EXERCISE TASKS:
1. Summarize the meringue article in two sentences.
2. Print the section of the meringue article that begins with the words "Nearly every French" and ends after the words "strawberries in summer.".

EXTRACT:

March 14, 2011
While some French food enthusiasts cherish the macaron, the piled high buttercream cupcake or the newly-enamored whoopie pie, I remain an original meringue fan. Whenever I pick up my baguette in Paris, I always add a simple gigantic meringue to my order, as every bakery keeps a few at the ready. A lot of egg whites and sugar, whipped and baked, meringues are an old standby and perfectly resilient. We think the new Au Merveilleux de Fred bakery, a spot heavily dedicated to meringue, will change all that soon. Thanks to our friend Rosa Jackson for sharing it with the world and, hopefully, making it au courant again. – Maggie
When my friend Maniko casually mentioned a meringue shop in her neighborhood, I stopped her in mid-sentence.
“Did you say a meringue shop? As in a shop selling only meringues?”
Nearly every French pastry shop has its puffy meringues piled up somewhere near the window, but they often seem to be more of a decoration than something that people actually eat. Yet meringues have their fans, among them my son, Sam. Just as I did at his age, he loves to bite into the crispy shell, working his way in a cloud of crumbs to the center where the egg whites have retained some chewiness. I would no longer eat a meringue by itself, but I do buy them to crumble into a glass bowl with fromage blanc and ruby-red strawberries in summer.

[Photo-based point labeling data]
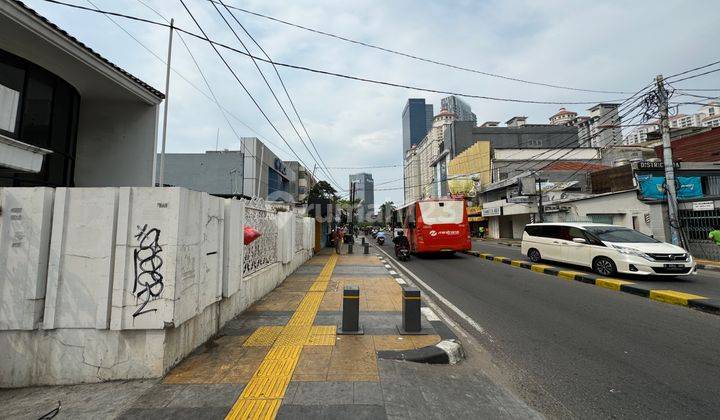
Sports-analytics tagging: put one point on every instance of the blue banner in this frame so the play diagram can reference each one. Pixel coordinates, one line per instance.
(689, 187)
(653, 187)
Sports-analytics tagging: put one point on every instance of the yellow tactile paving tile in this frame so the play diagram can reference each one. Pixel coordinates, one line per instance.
(284, 352)
(265, 387)
(256, 410)
(272, 376)
(613, 284)
(302, 319)
(674, 297)
(263, 336)
(323, 330)
(320, 340)
(276, 367)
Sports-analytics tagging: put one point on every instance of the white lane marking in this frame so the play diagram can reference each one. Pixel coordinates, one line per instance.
(442, 299)
(429, 314)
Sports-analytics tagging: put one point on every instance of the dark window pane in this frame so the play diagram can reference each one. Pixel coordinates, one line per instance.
(61, 118)
(37, 110)
(12, 77)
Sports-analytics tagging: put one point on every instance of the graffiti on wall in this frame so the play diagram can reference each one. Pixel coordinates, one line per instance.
(147, 263)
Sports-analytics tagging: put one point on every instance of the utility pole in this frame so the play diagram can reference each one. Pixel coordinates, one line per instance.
(670, 191)
(541, 211)
(167, 102)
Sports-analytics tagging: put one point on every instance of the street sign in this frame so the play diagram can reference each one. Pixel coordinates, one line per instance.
(703, 205)
(492, 211)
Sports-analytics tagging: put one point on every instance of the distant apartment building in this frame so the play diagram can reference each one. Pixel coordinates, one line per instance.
(252, 171)
(707, 116)
(416, 120)
(365, 192)
(599, 129)
(563, 117)
(459, 108)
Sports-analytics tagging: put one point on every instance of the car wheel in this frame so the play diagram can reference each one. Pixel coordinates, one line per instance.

OUTPUTS:
1. In an introduction signed by Maggie, meringues are described as an old standby of French bakeries, made from whipped and baked egg whites and sugar, and the new Au Merveilleux de Fred bakery is introduced as a spot heavily dedicated to meringue. The main account recalls hearing of a shop selling only meringues and observes that, although they often seem more decoration than food, meringues have fans such as the writer's son Sam, while the writer now crumbles them into fromage blanc with strawberries in summer.

2.
Nearly every French pastry shop has its puffy meringues piled up somewhere near the window, but they often seem to be more of a decoration than something that people actually eat. Yet meringues have their fans, among them my son, Sam. Just as I did at his age, he loves to bite into the crispy shell, working his way in a cloud of crumbs to the center where the egg whites have retained some chewiness. I would no longer eat a meringue by itself, but I do buy them to crumble into a glass bowl with fromage blanc and ruby-red strawberries in summer.